WRITTEN EXERCISE
Revise everything from the start of the records down through the line containing "pixel 144 365", swapping "forest floor" for "moss bed" and keeping all else unchanged, and leave the pictures out of your answer.

** Start SUPPLIED INFORMATION **

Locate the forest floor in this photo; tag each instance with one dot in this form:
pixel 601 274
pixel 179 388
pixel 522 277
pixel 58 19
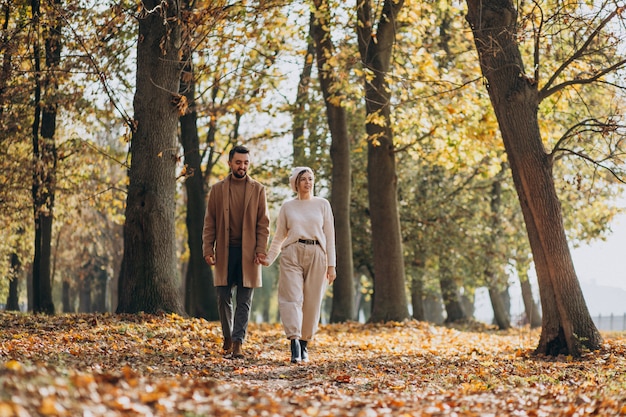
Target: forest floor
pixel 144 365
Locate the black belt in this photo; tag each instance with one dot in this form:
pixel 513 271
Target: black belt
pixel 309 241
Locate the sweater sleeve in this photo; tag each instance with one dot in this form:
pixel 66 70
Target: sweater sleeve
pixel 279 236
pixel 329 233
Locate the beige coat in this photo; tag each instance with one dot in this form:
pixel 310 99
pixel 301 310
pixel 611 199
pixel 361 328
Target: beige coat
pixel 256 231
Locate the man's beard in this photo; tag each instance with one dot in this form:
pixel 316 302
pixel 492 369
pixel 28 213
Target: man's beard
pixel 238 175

** End SUPPLIED INFORMATION **

TASK ANSWER
Locate the moss bed in this photo; tag each instance with one dot in this form:
pixel 601 274
pixel 179 388
pixel 522 277
pixel 58 19
Target: moss bed
pixel 144 365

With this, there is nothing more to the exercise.